**DOCUMENT SECTION:**

========

19.2.1 Capturing Strings

In the cases where we care about the text we're parsing, we must capture it using the .! operator:

> def parser[T: P] = P(
    ("hello" | "goodbye").! ~ " ".rep(1) ~ ("world" | "seattle").! ~ End
  )

> fastparse.parse("hello seattle", parser(using _))
res29: fastparse.Parsed[(String, String)] = Success(
  value = ("hello", "seattle"),
  index = 13
)

> fastparse.parse("hello     world", parser(using _))
res30: fastparse.Parsed[(String, String)] = Success(
  value = ("hello", "world"),
  index = 15
)
19.18.scala

As you can see, we added .! to capture both the ("hello" | "goodbye") as well as the ("world" | "seattle"), and we successfully parsed it to get the results as a tuple containing the two strings. We did not .! capture the one-or-more-spaces parser in the middle, so the spaces it parsed did not appear in the output.

19.2.2 Parsing Case Classes

Often we don't want tuples of strings, and would prefer some kind of object with named fields that contains the data we want, such as an instance of a case class. Below we define such a case class Phrase to represent our phrases, and use .map to transform the parsed tuple of (String, String) into a Phrase:

> case class Phrase(isHello: Boolean, place: String)

> def parser[T: P]: P[Phrase] = P(
    ("hello" | "goodbye").! ~ " ".rep(1) ~ ("world" | "seattle").! ~ End
  ).map:
    case ("hello", place) => Phrase(true, place)
    case ("goodbye", place) => Phrase(false, place)

> val Parsed.Success(result, index) =
    fastparse.parse("goodbye   seattle", parser(using _)).runtimeChecked

> result.isHello
res31: Boolean = false

> result.place
res32: String = "seattle"
19.19.scala

On successful parses, we thus get a Phrase object we can work with. We can then conveniently refer to parts of the parsed data via .isHello or .place, rather than indexing via (0) and (1) we would need if we were working directly with tuples. This is much less error-prone than using a regex with capturing groups to retrieve portions of parsed string by index (result.group(0), result.group(1), ...).

19.2.3 Modularizing and Typing our Parsers

The above example is getting a bit long, but it is easy to break it up. We define smaller parsers using the same def foo[T: P] = P(...) syntax, and make use of them in the "main" parser:

> def prefix[T: P]: P[String] = P( "hello" | "goodbye" ).!

> def suffix[T: P]: P[String] = P( "world" | "seattle" ).!

> def ws[T: P]: P[Unit] = P( " ".rep(1) ) // white-space

> def parser[T: P] = P( prefix ~ ws ~ suffix ).map:
    case ("hello", place) => Phrase(true, place)
    case ("goodbye", place) => Phrase(false, place)

> val Parsed.Success(result, index) =
    fastparse.parse("goodbye   world", parser(using _)).runtimeChecked

val result: Phrase = Phrase(isHello = false, place = "world")

========

**QUESTIONS TO ANSWER:**
1. Return the stretch of the FastParse text from "res30: fastparse.Parsed[(String, String)]" through "Boolean, place: String)".
2. Answer these from the FastParse text:
(a) Which operator does the text use to capture the text being parsed?
(b) What index does the successful parse of "hello seattle" report?
(c) What name is given to the parser for one or more spaces once the example is broken into smaller parsers?
3. Continue the FastParse text from its last line.
The data here have nothing to do with the FastParse text.

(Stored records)
========

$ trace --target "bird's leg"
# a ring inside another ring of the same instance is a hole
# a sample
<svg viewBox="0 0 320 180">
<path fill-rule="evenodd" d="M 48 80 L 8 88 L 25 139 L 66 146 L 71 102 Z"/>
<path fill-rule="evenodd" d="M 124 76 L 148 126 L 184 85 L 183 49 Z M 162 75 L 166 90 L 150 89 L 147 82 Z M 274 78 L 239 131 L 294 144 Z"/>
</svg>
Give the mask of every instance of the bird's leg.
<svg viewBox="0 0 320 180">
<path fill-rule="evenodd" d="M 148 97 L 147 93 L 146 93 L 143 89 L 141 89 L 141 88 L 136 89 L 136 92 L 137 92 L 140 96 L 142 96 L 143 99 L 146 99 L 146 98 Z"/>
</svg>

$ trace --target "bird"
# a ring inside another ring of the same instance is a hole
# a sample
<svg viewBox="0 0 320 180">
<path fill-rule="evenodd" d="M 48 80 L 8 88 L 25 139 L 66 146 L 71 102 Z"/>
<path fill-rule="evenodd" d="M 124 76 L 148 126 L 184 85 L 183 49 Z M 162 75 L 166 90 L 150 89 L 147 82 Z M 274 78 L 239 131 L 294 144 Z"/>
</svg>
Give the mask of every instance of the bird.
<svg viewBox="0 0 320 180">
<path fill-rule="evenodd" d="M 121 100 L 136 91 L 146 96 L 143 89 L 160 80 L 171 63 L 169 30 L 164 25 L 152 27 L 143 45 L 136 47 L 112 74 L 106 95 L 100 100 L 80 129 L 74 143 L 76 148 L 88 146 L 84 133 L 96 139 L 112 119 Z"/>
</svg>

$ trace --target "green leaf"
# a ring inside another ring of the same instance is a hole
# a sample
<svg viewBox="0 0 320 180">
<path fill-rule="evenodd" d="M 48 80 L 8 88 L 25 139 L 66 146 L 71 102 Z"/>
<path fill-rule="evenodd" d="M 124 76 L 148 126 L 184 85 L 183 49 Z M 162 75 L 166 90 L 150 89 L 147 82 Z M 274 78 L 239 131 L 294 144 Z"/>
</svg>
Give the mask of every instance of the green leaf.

========

**OUTPUTS IN ORDER:**
1.
res30: fastparse.Parsed[(String, String)] = Success(
  value = ("hello", "world"),
  index = 15
)
19.18.scala

As you can see, we added .! to capture both the ("hello" | "goodbye") as well as the ("world" | "seattle"), and we successfully parsed it to get the results as a tuple containing the two strings. We did not .! capture the one-or-more-spaces parser in the middle, so the spaces it parsed did not appear in the output.

19.2.2 Parsing Case Classes

Often we don't want tuples of strings, and would prefer some kind of object with named fields that contains the data we want, such as an instance of a case class. Below we define such a case class Phrase to represent our phrases, and use .map to transform the parsed tuple of (String, String) into a Phrase:

> case class Phrase(isHello: Boolean, place: String)

2.
(a) The .! operator
(b) 13
(c) ws

3.
val index: Int = 15
19.20.scala

Here we can see that the individual prefix and suffix parsers are P[String] rather than P[Unit]. This means they will return a String if their parse succeeds. ws is still P[Unit] since it did not capture anything, prefix ~ ws ~ suffix is still P[(String, String)], which we .map into a P[Phrase].

FastParse parsers generally parse typed values - case classes, tuples, Seqs, primitives, and so on. That makes working with their results very convenient: the compiler can make sure your parsers are producing results that your downstream code can use, and mistakes are compile errors rather than runtime exceptions. This makes it very easy to safely combine simpler parsers to form complex ones, something that is difficult or error-prone when working with untyped regexes.

For example, if we made a mistake and in the .map call assumed that the prefix ~ " ".rep(1) ~ suffix produced a 3-tuple (String, String, String), the compiler will catch it right away, before any code is run:

> def parser[T: P] = P( prefix ~ ws ~ suffix ).map:
    case ("hello", spaces, place) => Phrase(true, place)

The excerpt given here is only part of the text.